____ Given text

While we generally regard modern technology as a good thing that has advanced our civilization, it does its fair share of damage. Our eyes, in particular, are being stressed almost constantly with the prevalence of handy devices that go with us everywhere. This stress, and other unhealthy habits, can lead to degenerated vision. Fortunately there are a number of ways you can protect your eyesight.

Common conditions that affect your vision

Nearsightedness (myopia), the most common vision problem, occurs when light rays refract in a way that the images become focused in front of, rather than on, the retina, causing blurred vision. It affects up to 40 percent of adults in Europe and the US, up to 80 percent of the Asian population, and is the most common disorder among children. It is usually caused by a change in the shape of the eyeball.

________
____ Available data

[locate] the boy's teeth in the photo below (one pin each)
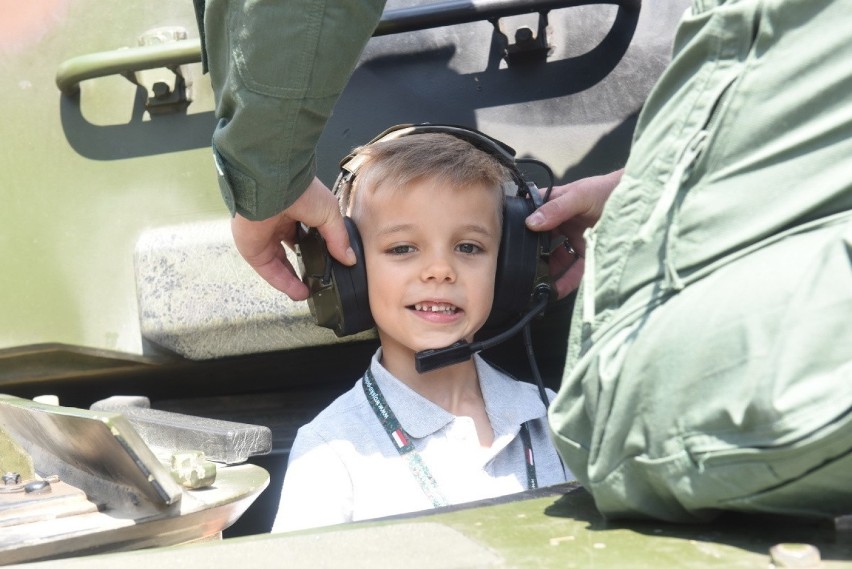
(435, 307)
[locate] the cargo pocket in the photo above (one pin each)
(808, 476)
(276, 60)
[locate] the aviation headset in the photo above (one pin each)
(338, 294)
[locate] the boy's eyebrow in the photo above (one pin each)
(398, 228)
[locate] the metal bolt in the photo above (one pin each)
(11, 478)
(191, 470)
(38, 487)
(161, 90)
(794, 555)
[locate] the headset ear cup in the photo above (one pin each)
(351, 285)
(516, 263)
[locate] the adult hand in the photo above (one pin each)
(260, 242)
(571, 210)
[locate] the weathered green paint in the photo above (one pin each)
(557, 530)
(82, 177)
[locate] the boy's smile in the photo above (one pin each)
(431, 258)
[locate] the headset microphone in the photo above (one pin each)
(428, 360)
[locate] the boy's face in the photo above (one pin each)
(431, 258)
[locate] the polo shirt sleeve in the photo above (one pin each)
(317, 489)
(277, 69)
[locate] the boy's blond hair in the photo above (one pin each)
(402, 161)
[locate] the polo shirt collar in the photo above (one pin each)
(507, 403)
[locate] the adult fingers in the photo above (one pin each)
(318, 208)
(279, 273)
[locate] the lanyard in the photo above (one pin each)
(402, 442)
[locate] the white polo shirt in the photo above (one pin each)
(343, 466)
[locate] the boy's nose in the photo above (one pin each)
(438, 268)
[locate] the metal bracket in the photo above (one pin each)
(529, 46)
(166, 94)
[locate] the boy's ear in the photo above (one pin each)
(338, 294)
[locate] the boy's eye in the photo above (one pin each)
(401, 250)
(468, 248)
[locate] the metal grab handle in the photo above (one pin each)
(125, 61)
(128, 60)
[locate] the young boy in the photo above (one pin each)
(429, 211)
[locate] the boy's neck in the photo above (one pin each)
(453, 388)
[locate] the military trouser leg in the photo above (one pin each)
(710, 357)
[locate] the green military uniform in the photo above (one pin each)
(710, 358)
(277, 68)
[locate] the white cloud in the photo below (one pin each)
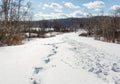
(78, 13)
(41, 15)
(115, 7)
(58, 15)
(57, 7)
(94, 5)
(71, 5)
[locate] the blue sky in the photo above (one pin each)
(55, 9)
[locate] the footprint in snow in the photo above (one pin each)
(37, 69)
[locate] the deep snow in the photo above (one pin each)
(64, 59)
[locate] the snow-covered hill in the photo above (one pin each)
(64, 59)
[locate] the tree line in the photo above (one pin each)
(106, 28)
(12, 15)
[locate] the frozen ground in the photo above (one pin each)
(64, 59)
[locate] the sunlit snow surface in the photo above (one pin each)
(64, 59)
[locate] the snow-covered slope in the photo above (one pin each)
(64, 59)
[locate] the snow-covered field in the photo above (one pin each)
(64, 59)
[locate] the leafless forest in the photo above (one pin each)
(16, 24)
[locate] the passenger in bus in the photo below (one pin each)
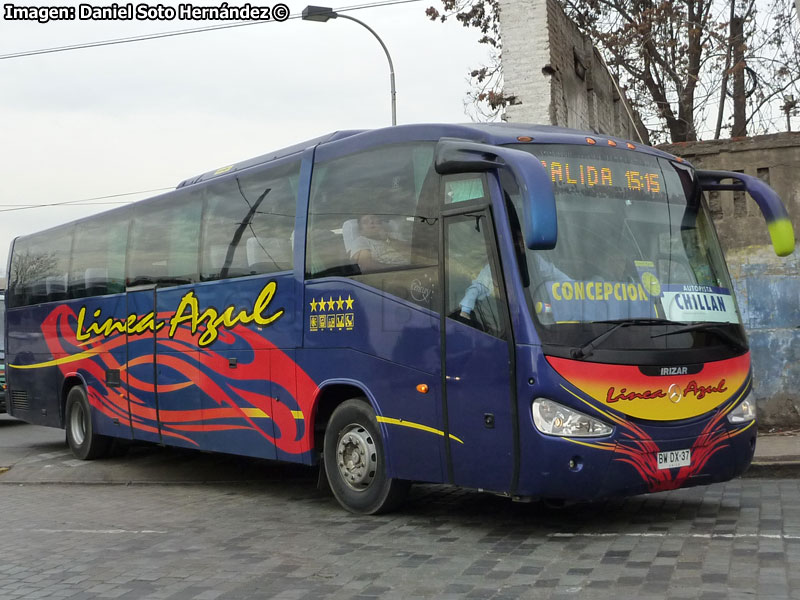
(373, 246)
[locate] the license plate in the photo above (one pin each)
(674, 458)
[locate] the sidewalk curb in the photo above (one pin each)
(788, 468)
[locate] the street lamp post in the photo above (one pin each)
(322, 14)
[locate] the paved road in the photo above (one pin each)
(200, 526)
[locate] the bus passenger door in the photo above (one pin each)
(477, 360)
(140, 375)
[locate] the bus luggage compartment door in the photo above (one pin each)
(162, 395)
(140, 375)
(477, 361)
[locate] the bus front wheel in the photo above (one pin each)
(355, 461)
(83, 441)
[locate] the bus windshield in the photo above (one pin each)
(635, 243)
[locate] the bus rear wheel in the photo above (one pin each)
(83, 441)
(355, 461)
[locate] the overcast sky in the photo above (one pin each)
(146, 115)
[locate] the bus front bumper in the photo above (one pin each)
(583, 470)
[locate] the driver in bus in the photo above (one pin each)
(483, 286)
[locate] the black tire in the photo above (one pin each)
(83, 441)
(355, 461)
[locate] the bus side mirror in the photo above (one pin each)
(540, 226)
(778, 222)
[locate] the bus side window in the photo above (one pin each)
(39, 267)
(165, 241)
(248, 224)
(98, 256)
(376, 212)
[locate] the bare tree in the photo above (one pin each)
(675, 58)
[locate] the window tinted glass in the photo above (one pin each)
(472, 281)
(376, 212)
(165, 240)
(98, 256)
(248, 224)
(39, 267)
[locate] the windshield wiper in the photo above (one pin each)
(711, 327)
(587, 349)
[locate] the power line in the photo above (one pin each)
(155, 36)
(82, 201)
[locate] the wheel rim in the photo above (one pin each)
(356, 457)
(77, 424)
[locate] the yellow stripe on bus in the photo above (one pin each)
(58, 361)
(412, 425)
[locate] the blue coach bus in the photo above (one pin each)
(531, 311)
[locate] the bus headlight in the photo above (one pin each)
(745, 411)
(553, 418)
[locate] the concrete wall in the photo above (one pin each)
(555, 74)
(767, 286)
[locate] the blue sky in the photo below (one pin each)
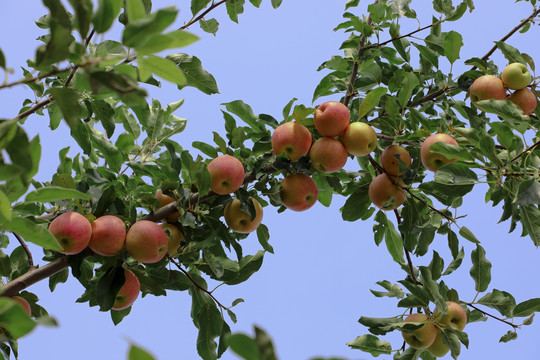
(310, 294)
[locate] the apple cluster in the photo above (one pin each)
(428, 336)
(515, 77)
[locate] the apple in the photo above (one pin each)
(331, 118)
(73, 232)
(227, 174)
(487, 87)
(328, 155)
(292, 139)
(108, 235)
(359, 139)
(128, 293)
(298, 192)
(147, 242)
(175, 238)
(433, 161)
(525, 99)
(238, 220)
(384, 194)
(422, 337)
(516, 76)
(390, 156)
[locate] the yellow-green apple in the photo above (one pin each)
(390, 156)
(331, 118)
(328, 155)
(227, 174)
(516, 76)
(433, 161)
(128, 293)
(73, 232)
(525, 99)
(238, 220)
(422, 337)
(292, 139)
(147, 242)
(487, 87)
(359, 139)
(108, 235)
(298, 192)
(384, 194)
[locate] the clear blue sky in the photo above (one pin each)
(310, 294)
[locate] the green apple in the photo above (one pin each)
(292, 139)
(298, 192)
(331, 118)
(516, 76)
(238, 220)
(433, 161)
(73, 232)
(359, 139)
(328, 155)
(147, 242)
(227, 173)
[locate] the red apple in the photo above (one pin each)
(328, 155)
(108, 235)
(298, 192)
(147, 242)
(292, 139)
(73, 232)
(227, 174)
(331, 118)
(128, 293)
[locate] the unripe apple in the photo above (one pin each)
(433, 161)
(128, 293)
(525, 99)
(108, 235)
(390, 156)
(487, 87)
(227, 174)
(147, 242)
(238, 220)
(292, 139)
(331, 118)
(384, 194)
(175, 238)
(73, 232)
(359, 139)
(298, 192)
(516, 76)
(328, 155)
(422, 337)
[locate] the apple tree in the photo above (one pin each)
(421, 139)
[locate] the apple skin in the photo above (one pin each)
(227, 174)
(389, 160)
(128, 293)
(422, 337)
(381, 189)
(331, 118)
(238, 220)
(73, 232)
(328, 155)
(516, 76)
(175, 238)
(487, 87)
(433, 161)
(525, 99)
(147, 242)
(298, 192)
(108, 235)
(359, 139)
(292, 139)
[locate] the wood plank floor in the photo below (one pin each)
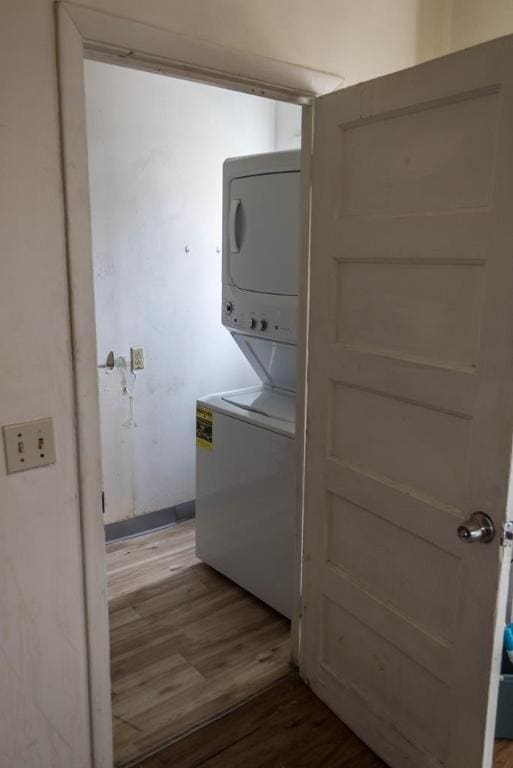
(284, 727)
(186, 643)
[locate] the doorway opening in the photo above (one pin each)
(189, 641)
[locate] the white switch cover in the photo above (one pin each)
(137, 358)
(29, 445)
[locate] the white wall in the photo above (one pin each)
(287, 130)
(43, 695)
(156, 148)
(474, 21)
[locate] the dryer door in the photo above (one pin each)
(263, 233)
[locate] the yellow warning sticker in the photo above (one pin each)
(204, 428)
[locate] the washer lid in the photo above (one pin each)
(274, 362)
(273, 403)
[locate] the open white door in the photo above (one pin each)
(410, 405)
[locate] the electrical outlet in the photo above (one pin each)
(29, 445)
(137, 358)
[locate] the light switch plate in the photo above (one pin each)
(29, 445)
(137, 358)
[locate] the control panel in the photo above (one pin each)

________
____ Available data

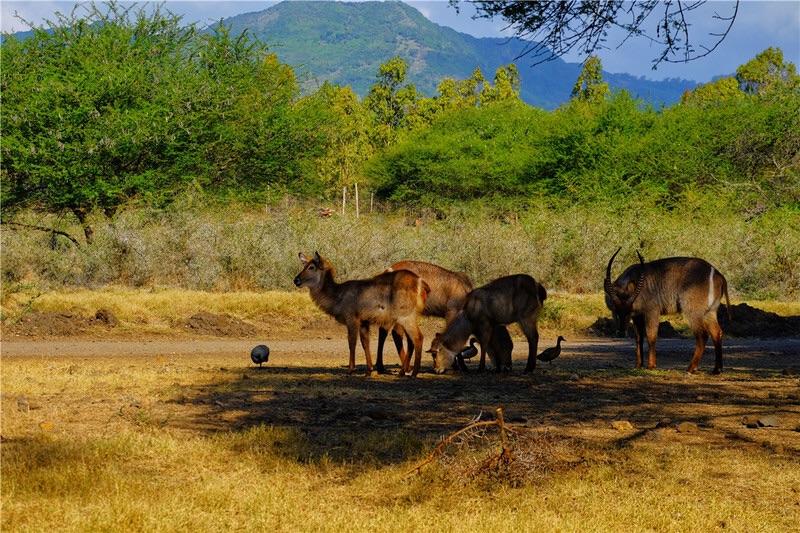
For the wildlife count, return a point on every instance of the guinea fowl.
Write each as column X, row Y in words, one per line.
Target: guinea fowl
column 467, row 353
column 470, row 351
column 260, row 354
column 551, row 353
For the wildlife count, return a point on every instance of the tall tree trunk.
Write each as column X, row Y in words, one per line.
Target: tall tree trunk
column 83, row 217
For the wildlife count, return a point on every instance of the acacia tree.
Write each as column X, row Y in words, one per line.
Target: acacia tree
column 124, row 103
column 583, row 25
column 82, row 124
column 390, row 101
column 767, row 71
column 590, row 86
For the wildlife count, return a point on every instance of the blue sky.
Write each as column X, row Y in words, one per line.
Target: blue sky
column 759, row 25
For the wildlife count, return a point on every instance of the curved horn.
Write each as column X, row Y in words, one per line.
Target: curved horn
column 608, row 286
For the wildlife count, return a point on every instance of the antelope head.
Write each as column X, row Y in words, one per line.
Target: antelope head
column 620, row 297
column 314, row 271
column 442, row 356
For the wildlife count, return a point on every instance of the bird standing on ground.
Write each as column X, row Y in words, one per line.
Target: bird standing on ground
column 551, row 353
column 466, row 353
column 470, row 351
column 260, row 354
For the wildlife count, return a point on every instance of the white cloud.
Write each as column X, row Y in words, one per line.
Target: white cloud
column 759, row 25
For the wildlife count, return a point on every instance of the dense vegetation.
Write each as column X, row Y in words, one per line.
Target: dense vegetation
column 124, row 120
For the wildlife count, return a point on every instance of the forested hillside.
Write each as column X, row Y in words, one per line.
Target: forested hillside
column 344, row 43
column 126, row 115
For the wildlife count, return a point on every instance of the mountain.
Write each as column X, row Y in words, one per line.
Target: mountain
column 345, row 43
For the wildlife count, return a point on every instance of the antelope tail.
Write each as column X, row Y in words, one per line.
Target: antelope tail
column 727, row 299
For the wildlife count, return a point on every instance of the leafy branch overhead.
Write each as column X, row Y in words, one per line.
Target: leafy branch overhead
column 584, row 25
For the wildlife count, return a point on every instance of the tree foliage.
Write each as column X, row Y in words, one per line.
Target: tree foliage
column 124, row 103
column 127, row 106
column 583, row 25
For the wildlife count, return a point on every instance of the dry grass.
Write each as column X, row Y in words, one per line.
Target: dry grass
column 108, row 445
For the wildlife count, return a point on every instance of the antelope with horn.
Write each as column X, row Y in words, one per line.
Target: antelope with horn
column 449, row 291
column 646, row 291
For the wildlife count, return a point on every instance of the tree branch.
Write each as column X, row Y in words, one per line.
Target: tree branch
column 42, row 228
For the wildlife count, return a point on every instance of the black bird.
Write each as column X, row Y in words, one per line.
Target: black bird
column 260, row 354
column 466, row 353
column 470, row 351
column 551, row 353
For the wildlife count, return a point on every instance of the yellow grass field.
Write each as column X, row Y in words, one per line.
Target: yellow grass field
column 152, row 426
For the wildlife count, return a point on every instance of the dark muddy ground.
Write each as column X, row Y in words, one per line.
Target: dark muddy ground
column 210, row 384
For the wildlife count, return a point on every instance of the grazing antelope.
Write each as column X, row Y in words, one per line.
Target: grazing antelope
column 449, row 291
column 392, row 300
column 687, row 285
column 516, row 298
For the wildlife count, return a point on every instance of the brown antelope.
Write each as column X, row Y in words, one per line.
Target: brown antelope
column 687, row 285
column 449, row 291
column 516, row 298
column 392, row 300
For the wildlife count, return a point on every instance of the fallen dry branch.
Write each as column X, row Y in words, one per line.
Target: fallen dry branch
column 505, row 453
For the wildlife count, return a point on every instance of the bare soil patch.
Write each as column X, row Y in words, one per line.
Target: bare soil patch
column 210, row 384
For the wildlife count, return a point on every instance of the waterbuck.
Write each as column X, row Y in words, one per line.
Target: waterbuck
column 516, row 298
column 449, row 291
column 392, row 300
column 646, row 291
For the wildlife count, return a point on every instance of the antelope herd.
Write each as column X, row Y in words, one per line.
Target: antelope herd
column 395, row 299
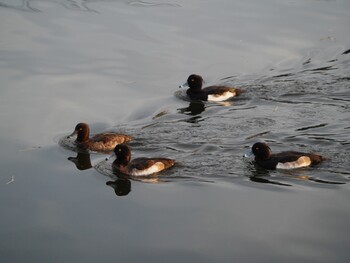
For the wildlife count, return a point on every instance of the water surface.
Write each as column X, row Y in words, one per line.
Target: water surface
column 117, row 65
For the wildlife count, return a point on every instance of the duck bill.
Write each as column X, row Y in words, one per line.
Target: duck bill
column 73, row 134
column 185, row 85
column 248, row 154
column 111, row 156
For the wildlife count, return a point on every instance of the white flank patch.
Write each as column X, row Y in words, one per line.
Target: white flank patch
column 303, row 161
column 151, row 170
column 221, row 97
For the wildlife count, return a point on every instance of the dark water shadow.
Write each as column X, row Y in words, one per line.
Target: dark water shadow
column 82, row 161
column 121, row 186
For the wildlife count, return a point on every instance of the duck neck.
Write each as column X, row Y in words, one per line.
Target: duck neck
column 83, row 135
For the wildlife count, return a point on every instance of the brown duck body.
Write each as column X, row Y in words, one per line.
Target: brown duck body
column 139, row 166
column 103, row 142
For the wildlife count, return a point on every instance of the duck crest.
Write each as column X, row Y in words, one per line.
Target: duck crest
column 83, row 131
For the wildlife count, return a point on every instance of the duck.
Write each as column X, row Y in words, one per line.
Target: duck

________

Questions to answer:
1. In the eye-health text, reproduce everything from "While we generally" down to "of the eyeball.", swapping "vision" for "sight".
2. Name every group of people the eye-health text cites when describing how widespread nearsightedness is.
3. Write the next part of the eye-health text, beginning after its final sentence.
The listing above is separate material and is not part of the eye-health text.

Responses by item number:
1.
While we generally regard modern technology as a good thing that has advanced our civilization, it does its fair share of damage. Our eyes, in particular, are being stressed almost constantly with the prevalence of handy devices that go with us everywhere. This stress, and other unhealthy habits, can lead to degenerated sight. Fortunately there are a number of ways you can protect your eyesight.

Common conditions that affect your sight

Nearsightedness (myopia), the most common sight problem, occurs when light rays refract in a way that the images become focused in front of, rather than on, the retina, causing blurred sight. It affects up to 40 percent of adults in Europe and the US, up to 80 percent of the Asian population, and is the most common disorder among children. It is usually caused by a change in the shape of the eyeball.

2.
- Adults in Europe and the US (up to 40 percent)
- The Asian population (up to 80 percent)
- Children (the most common disorder among them)

3.
Farsightedness (hyperopia) is another common condition which causes one to see clearly only at a distance. It affects up to 10 percent of the US adult population, and can be caused by the shape of the cornea, the placement and shape of the lens, and the length of the eyeball.

Macular degeneration is an age-related degeneration that causes blurred vision in the center of the field. Similarly, cataracts are when the lens of the eye starts to slowly become cloudy, almost like a fogged-up window, affecting one’s ability to do things like reading and driving.

A person with diabetes will also experience loss of sight from a condition called diabetic retinopathy – when the sugar in their bloodstream damages the blood vessels in the retinas of their eyes.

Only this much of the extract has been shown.